:: Exercise prompt ::
Reproduce the closing part of the entries exactly: the line with "written like (278,334)." and all lines after it, ending with the last line, and nothing else.

:: Provided records ::

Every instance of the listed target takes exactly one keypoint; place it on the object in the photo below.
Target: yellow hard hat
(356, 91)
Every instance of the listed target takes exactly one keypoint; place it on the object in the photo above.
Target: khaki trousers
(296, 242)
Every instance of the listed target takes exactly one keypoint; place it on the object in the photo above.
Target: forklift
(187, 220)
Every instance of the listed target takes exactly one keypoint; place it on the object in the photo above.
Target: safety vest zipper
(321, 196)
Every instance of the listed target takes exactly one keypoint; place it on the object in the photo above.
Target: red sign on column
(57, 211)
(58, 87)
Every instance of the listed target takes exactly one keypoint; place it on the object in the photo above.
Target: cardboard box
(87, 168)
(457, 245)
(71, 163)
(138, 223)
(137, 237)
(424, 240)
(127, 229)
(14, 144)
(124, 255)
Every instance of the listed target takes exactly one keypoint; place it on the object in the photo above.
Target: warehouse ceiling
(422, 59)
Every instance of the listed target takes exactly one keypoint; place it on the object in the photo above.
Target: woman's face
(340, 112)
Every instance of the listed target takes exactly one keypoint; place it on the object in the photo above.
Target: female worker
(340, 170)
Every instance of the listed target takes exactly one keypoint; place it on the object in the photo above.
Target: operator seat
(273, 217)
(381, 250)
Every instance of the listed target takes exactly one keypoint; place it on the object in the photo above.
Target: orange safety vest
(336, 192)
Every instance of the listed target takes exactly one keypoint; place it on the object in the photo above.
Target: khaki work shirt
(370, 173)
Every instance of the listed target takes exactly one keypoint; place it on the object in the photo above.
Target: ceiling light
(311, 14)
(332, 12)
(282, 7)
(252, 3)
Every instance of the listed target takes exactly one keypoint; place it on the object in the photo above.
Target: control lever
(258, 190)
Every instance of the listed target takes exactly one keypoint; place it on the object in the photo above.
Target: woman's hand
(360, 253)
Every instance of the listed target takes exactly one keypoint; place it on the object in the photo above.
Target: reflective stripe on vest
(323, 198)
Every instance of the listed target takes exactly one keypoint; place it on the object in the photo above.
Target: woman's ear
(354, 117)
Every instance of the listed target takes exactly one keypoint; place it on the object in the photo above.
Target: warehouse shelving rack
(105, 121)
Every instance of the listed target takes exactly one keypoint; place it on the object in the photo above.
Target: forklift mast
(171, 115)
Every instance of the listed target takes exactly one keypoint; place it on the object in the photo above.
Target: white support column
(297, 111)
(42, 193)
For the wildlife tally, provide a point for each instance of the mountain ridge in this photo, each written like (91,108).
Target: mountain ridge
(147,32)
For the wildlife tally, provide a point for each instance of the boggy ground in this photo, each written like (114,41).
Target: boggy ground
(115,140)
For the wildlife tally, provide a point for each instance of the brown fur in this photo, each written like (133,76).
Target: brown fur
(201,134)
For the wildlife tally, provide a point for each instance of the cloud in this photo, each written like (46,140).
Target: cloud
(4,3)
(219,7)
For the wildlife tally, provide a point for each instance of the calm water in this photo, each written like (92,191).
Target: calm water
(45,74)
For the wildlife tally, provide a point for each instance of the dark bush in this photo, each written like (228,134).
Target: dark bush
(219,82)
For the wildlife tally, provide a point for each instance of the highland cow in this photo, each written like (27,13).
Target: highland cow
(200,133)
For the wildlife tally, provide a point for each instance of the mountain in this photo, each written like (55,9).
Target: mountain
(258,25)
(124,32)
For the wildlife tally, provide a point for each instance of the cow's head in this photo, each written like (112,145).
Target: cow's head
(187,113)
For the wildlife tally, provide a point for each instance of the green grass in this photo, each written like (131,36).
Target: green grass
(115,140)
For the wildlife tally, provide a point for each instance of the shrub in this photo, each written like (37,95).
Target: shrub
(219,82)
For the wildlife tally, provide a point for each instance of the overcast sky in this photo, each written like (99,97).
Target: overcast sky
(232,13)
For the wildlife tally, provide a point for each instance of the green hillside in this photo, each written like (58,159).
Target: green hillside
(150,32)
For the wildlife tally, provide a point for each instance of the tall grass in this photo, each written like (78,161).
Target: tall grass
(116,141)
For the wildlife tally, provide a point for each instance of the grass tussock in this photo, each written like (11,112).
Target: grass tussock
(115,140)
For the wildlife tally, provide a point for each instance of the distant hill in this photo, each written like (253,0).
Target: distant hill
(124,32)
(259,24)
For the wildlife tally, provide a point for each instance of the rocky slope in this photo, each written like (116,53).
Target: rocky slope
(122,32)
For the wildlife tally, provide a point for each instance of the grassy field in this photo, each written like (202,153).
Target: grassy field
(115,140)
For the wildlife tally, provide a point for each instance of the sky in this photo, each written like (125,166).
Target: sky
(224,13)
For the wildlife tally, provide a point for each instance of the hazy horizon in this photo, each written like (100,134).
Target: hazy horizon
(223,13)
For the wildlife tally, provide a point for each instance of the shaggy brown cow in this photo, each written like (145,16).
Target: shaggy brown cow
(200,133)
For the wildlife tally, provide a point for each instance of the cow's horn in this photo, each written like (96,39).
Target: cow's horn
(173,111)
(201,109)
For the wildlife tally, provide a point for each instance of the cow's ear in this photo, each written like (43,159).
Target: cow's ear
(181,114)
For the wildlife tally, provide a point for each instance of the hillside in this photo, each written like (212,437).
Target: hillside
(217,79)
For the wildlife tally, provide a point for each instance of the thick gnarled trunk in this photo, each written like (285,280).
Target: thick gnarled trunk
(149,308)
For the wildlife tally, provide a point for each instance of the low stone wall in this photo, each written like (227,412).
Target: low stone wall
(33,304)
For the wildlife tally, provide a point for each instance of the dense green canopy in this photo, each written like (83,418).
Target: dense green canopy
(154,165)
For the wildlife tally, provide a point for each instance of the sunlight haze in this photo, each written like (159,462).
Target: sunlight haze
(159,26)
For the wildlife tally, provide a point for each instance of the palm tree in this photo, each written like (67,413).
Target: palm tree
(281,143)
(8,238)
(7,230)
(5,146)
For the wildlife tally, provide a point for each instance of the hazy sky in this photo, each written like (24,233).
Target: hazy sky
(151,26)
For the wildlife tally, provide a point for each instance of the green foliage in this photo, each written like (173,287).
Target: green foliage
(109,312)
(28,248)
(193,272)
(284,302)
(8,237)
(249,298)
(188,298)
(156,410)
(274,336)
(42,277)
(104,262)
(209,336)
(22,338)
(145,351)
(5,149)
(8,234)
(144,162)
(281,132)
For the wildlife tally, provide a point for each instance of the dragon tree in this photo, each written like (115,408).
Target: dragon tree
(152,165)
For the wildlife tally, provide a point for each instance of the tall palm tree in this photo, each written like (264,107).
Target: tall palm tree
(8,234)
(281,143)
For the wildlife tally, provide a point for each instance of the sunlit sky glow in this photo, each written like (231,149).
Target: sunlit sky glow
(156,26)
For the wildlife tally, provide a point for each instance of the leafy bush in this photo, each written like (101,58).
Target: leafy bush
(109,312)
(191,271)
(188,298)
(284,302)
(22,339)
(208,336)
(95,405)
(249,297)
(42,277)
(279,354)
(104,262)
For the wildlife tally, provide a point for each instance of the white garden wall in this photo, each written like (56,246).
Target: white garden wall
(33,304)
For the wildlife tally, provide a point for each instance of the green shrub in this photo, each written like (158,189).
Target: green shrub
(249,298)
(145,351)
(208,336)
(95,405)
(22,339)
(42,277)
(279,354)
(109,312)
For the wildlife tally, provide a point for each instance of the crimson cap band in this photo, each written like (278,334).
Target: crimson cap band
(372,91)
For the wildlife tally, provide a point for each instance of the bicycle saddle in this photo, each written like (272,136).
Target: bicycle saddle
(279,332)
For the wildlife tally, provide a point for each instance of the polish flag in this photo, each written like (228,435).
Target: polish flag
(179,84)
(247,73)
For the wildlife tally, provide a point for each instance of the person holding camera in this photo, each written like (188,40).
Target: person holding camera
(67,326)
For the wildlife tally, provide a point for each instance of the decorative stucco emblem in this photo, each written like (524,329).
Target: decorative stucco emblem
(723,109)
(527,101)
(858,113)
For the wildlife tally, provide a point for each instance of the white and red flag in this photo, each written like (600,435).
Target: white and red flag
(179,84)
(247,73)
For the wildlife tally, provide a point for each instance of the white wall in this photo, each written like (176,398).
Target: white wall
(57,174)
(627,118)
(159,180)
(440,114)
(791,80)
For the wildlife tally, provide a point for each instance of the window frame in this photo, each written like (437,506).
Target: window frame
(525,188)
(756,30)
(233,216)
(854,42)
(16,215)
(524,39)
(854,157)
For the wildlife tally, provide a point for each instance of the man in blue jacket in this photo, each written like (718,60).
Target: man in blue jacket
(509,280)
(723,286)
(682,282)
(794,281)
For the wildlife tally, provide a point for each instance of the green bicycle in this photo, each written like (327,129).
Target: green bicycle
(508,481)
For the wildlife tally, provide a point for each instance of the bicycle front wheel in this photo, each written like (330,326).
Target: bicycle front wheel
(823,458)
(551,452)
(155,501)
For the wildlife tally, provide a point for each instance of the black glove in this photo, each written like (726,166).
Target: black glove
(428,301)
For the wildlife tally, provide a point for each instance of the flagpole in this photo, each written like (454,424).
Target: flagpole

:: Correct result ::
For the wildlife tally, provide a point for each instance of the crimson cap band in this photo, each written like (278,334).
Target: crimson cap band
(372,91)
For the wildlife tally, provide a point for each instance of the bicycle saddle in this photo, each written like (272,136).
Target: bicycle saddle
(279,332)
For the wildlife tally, provide a point for each instance of the polish flag in this photo, each written like (228,435).
Target: polish flag
(179,84)
(247,73)
For the wildlife tally, provide a point for each instance of the person holding camera in this photo, each written like (188,40).
Target: person holding camera
(67,326)
For the wildlife tally, provide a point for each instance of the decorative stucco emblem in this photo, each written like (524,329).
Target: decorative stucco emblem
(723,109)
(527,101)
(858,113)
For the wildlife tally, provide a point for each instance of the white and red flag in this photo, each written like (600,435).
Target: white and red flag
(179,84)
(247,73)
For the wildlife tally, provide a point for each instance of the white wall in this photo, each written like (176,398).
Target: white wall
(57,174)
(627,118)
(159,180)
(440,114)
(791,80)
For the wildlife tally, provide a point for each instance of the window frame in this photo, each written like (437,506).
Target: window frame
(525,188)
(756,30)
(233,216)
(854,42)
(16,215)
(524,39)
(854,157)
For the wildlife tally, provide a point for each instance of the man in blue jacket in this photo, each written like (718,60).
Target: man in blue jacket
(509,280)
(723,286)
(682,282)
(794,281)
For the wildlife tally, provide a point for each instance of the green bicycle in this photo, each written like (327,129).
Target: green bicycle
(508,481)
For the wildlife tally, provide a point for each instance of the bicycle front wheel in this photo, each written like (330,326).
Target: bicycle front wheel
(823,458)
(551,452)
(155,501)
For the wildlife tally, provide a point for each instance of the black glove in this photo, each written like (726,166).
Target: black glove
(428,301)
For the wildlife tally, provide a point for each instance of the flagpole in this photo, each written like (454,424).
Target: flagpole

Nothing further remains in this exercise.